**Given problem**
Please return each of the following entries word for word, from the first line to the last.

━━━━━━━━━━━━━━━━━━━━

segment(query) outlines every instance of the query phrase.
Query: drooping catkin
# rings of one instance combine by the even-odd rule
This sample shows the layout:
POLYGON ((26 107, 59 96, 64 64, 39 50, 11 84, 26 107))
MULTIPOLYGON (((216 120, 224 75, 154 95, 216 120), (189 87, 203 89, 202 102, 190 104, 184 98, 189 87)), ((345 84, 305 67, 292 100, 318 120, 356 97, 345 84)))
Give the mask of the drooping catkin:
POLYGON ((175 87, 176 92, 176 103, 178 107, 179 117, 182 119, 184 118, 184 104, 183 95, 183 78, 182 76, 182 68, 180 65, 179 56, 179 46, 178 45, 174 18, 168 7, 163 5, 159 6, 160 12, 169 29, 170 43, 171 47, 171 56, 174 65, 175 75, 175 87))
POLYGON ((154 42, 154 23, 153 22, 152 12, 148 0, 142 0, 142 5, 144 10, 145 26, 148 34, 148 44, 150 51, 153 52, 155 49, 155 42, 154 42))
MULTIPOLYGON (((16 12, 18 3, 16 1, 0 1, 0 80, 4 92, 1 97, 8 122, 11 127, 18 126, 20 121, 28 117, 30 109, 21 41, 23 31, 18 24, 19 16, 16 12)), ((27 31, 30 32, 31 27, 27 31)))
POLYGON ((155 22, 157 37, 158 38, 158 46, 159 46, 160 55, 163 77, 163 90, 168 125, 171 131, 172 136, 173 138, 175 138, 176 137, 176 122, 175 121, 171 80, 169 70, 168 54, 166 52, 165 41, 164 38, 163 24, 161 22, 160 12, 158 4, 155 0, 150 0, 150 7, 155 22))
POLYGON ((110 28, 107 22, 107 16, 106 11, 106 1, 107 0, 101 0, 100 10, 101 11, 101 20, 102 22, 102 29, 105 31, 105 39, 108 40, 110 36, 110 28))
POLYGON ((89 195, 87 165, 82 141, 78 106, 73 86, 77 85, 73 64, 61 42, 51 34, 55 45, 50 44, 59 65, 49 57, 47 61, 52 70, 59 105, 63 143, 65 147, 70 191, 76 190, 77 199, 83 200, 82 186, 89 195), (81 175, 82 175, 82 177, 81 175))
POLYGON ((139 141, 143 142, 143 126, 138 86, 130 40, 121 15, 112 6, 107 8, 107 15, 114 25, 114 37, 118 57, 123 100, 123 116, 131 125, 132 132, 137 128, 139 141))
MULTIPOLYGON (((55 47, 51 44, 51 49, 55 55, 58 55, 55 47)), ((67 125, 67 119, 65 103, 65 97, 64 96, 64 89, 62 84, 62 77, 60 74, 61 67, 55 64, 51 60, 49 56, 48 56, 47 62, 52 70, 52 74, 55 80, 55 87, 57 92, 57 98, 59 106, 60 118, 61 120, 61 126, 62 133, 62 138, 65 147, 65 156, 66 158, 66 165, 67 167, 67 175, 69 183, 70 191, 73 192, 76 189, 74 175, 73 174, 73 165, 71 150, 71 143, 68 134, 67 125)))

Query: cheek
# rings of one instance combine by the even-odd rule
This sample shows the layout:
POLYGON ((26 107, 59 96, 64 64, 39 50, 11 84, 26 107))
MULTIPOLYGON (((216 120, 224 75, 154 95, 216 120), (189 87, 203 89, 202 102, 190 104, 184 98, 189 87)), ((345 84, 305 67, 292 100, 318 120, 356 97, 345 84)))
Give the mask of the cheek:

━━━━━━━━━━━━━━━━━━━━

**Expected answer**
segment(query) outlines every instance of the query phrase.
Query: drooping catkin
# rings of one instance combine by the even-odd rule
This sample shows the layout:
POLYGON ((26 107, 59 96, 64 64, 39 50, 11 84, 26 107))
MULTIPOLYGON (((216 120, 224 75, 154 95, 216 120), (189 87, 203 89, 202 102, 190 104, 184 98, 189 87)), ((345 84, 305 67, 292 100, 318 120, 356 97, 345 84)))
Give the mask of the drooping catkin:
POLYGON ((175 87, 176 92, 176 103, 178 107, 179 117, 182 119, 184 118, 184 104, 183 95, 183 78, 182 76, 182 68, 180 65, 179 56, 179 46, 178 45, 174 18, 168 7, 163 5, 159 6, 160 12, 169 29, 170 43, 171 47, 171 56, 174 65, 175 75, 175 87))
POLYGON ((154 42, 154 23, 153 22, 152 12, 148 0, 142 0, 142 5, 144 10, 145 26, 148 34, 148 44, 150 51, 153 52, 155 49, 155 42, 154 42))
MULTIPOLYGON (((16 12, 18 3, 16 1, 0 1, 0 80, 4 92, 1 97, 8 122, 11 127, 18 126, 20 121, 28 117, 30 109, 21 41, 23 31, 18 24, 19 16, 16 12)), ((27 31, 30 32, 31 27, 27 31)))
POLYGON ((155 22, 157 37, 158 38, 158 46, 159 46, 160 55, 163 77, 163 90, 168 125, 171 131, 172 136, 173 138, 175 138, 176 137, 176 122, 175 121, 171 80, 169 70, 168 54, 166 52, 165 41, 164 38, 163 24, 161 22, 160 12, 158 4, 155 0, 150 0, 150 7, 155 22))
POLYGON ((110 28, 107 22, 107 16, 106 11, 106 1, 107 0, 101 0, 100 10, 101 11, 101 20, 102 22, 102 29, 105 31, 105 39, 108 40, 110 36, 110 28))
POLYGON ((89 195, 87 165, 82 141, 78 106, 73 86, 77 85, 73 64, 61 42, 51 34, 55 45, 50 44, 59 65, 49 57, 47 61, 52 70, 59 105, 63 143, 65 147, 70 191, 76 190, 77 199, 83 200, 82 186, 89 195), (81 175, 82 175, 82 177, 81 175))
POLYGON ((139 141, 143 142, 143 126, 138 86, 130 40, 121 15, 112 6, 107 8, 107 15, 114 25, 114 37, 118 57, 123 100, 123 116, 131 125, 132 132, 137 128, 139 141))
MULTIPOLYGON (((55 47, 51 44, 51 49, 55 55, 58 55, 55 47)), ((67 125, 67 119, 65 103, 65 97, 64 96, 64 89, 62 84, 62 77, 60 74, 61 67, 55 64, 51 60, 49 56, 48 56, 47 62, 52 70, 52 74, 55 80, 55 87, 57 92, 57 98, 59 106, 60 118, 61 120, 61 126, 62 133, 62 138, 65 147, 65 156, 66 158, 66 165, 67 167, 67 175, 69 183, 70 191, 73 192, 76 189, 74 175, 73 174, 73 165, 71 150, 71 143, 68 134, 67 125)))

Query: cheek
# rings of one instance combine by the even-odd rule
This sample shows the layout:
POLYGON ((26 107, 59 96, 64 64, 39 50, 11 84, 26 107))
MULTIPOLYGON (((216 120, 224 75, 154 95, 216 120), (189 87, 203 89, 202 102, 190 104, 184 98, 189 87)), ((345 84, 305 67, 292 100, 318 120, 356 97, 345 84)))
Give the mask of the cheek:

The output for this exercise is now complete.